Data records>
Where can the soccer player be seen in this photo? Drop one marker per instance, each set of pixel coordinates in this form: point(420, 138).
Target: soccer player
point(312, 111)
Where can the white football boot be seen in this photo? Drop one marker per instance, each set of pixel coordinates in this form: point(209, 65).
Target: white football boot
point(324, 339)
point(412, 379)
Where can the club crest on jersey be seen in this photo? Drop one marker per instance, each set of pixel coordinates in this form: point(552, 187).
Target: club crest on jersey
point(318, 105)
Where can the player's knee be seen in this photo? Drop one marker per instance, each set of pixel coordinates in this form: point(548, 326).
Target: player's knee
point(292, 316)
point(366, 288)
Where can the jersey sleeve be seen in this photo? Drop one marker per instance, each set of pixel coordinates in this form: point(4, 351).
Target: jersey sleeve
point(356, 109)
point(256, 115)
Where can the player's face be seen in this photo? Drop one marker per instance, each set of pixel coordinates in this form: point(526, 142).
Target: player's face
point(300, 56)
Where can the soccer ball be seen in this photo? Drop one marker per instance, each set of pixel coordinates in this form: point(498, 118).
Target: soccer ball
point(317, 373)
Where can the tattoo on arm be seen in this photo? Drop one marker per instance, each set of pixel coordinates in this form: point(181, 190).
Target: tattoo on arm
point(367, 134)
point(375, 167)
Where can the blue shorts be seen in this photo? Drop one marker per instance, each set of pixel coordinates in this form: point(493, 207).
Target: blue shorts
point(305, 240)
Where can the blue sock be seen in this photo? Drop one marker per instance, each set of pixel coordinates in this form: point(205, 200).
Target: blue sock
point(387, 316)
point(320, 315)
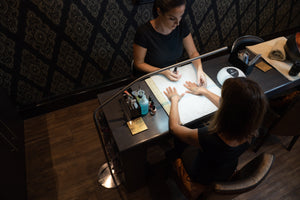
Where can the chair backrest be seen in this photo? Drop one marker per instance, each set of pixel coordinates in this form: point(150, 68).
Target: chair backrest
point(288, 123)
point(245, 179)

Task prompt>
A word-for-word copy of the entries above is what is needed, without any images.

Solution>
Where can the soccer player be seen in this photo? Drop one marker per instance, each set of pixel coordinates in this form: point(420, 138).
Target: soccer player
point(312, 111)
Where can the white football boot be seen in this photo? Drop one marker per instance, each set of pixel coordinates in this form: point(209, 65).
Target: white football boot
point(324, 339)
point(412, 379)
Where can the club crest on jersey be seen in this photo? Drop one marker per instance, each set of pixel coordinates in this form: point(552, 187).
Target: club crest on jersey
point(318, 105)
Where can the player's knee be seen in this photo? Drop one marker per instance, each set of pixel coordinates in this form: point(548, 326).
Target: player's knee
point(292, 316)
point(366, 288)
Where can the jersey sleeve be seen in this photo? Drop one marker per instance, each set of pixel coordinates in this form: point(4, 351).
Target: jersey sleeve
point(356, 109)
point(256, 115)
Where can the player's face be seen in this photo? Drop one marker per instance, each set of pixel coordinates in this form: point(526, 142).
Target: player's face
point(300, 56)
Where can the soccer ball be seen in this photo? Drop one marker per instance, each set of pixel coordinates in this form: point(498, 118).
Target: soccer ball
point(317, 373)
Where can the tattoo on arm be seen in this photo? Drop one marker per instance, each set of pixel coordinates in this form: point(181, 190).
Target: tattoo on arm
point(367, 134)
point(375, 167)
Where can the blue shorts be seen in this photo? Drop one marker per instance, each set of pixel coordinates in this form: point(493, 207).
Target: blue shorts
point(305, 240)
Where can the blue sock be seen in this photo? Drop one marker per instance, each set of pixel coordinates in this form: point(205, 200).
Target: blue sock
point(387, 316)
point(320, 315)
Where can the chair backrest be seen in this photo? Drop one marker per instance, each set of pixel coordinates in this form: point(150, 68).
Target: chair backrest
point(288, 123)
point(245, 179)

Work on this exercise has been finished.